Work through the entries below and show every line in which "ladder" is found.

Stored data

################

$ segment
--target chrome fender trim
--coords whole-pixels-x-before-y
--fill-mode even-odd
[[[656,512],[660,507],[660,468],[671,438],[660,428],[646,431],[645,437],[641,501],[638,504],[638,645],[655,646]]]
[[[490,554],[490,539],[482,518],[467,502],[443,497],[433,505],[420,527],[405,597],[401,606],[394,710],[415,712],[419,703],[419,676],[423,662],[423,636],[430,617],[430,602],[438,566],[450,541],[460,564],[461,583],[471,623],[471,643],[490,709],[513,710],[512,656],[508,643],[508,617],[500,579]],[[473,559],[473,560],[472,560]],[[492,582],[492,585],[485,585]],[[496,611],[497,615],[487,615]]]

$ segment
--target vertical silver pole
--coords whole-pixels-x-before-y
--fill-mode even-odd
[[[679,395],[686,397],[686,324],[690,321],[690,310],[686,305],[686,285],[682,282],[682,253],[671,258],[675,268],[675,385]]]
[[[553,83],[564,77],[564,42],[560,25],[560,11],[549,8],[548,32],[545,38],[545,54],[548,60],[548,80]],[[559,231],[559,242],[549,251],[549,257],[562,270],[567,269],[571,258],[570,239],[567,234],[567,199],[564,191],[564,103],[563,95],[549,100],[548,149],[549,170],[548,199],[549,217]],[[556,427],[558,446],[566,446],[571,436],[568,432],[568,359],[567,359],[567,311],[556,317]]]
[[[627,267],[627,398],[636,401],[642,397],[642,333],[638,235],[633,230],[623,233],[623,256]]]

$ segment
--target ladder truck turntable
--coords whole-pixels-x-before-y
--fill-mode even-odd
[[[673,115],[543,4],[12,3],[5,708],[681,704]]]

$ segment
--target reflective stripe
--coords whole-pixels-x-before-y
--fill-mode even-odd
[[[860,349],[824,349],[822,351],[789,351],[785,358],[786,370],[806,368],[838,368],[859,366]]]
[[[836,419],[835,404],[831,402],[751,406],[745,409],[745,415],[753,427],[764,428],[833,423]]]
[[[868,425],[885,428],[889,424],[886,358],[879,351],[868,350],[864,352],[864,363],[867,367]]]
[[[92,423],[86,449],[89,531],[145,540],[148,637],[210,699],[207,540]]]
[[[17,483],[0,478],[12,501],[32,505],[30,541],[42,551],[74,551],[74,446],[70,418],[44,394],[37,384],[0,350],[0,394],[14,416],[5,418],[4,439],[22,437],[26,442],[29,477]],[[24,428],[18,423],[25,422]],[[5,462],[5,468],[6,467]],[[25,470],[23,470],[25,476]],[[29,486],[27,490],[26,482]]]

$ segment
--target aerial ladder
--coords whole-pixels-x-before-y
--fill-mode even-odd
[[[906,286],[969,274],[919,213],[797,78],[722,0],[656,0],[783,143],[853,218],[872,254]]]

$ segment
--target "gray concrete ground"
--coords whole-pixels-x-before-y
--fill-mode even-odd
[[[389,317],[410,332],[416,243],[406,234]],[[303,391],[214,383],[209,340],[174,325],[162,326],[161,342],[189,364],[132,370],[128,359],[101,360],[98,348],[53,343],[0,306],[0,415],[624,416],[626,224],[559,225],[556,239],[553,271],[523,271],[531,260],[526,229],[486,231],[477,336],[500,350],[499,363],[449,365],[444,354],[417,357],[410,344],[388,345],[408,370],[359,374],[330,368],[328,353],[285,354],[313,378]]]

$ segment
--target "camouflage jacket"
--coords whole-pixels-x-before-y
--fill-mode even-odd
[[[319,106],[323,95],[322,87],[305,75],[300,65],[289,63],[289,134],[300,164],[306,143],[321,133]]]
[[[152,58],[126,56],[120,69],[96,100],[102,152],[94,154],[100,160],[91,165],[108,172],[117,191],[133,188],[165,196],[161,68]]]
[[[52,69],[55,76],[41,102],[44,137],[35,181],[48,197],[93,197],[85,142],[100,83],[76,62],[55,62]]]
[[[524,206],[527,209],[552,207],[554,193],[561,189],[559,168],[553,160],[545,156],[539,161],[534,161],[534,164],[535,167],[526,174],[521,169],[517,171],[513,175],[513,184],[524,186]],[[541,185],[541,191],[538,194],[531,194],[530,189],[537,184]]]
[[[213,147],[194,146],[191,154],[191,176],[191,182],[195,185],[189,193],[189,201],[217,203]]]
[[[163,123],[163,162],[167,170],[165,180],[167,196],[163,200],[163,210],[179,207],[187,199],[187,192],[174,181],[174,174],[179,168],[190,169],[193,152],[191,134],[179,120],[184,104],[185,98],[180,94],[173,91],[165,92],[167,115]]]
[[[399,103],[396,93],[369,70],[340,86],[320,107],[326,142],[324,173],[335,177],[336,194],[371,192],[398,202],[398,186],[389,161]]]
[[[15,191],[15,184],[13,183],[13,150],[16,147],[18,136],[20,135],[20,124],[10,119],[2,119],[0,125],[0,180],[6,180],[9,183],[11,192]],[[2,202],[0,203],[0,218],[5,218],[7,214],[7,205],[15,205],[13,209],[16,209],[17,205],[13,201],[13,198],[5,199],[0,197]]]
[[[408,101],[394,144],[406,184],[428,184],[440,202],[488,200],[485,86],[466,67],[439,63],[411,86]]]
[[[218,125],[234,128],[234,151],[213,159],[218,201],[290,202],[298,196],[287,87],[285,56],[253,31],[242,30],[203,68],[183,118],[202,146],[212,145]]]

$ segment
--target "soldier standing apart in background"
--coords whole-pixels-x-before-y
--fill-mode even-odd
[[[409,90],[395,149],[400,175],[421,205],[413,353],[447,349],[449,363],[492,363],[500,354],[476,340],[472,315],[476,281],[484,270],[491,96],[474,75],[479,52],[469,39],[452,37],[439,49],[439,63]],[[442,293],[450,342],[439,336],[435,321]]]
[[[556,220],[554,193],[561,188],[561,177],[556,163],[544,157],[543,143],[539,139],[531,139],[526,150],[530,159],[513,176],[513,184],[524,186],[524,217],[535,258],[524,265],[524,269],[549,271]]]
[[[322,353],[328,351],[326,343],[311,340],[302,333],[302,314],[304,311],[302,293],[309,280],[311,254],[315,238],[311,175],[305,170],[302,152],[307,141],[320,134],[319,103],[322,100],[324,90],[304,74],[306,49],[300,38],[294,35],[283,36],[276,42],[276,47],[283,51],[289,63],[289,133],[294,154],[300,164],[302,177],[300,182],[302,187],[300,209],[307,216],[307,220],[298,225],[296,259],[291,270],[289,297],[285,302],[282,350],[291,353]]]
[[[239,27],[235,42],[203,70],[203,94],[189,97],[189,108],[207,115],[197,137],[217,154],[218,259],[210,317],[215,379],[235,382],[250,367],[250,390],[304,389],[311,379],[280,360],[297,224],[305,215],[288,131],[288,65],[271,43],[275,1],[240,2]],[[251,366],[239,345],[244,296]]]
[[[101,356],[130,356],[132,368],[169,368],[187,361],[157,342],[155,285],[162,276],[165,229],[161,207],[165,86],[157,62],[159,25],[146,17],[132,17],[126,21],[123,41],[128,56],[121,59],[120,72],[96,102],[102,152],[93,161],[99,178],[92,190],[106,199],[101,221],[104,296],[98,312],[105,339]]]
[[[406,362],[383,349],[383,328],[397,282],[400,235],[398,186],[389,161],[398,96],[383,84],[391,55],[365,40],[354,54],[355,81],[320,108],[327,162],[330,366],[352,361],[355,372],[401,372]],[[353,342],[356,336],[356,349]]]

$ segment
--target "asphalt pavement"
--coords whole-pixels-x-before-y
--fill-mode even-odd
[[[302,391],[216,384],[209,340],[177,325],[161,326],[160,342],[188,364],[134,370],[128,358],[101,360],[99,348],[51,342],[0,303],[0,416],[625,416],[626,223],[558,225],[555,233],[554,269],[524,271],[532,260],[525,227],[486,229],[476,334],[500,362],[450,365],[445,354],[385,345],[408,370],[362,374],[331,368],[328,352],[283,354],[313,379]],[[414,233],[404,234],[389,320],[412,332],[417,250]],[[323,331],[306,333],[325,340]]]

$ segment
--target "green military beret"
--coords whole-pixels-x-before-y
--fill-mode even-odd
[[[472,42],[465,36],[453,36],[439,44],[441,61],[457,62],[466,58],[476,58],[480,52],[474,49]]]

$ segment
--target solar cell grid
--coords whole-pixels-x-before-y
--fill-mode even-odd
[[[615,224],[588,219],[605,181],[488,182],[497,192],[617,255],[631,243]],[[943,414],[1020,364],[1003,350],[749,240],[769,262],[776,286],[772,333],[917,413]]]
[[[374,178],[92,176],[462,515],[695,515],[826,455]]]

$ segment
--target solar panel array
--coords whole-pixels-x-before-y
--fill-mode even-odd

################

EXPECTED ANSWER:
--target ladder truck turntable
--target aerial ladder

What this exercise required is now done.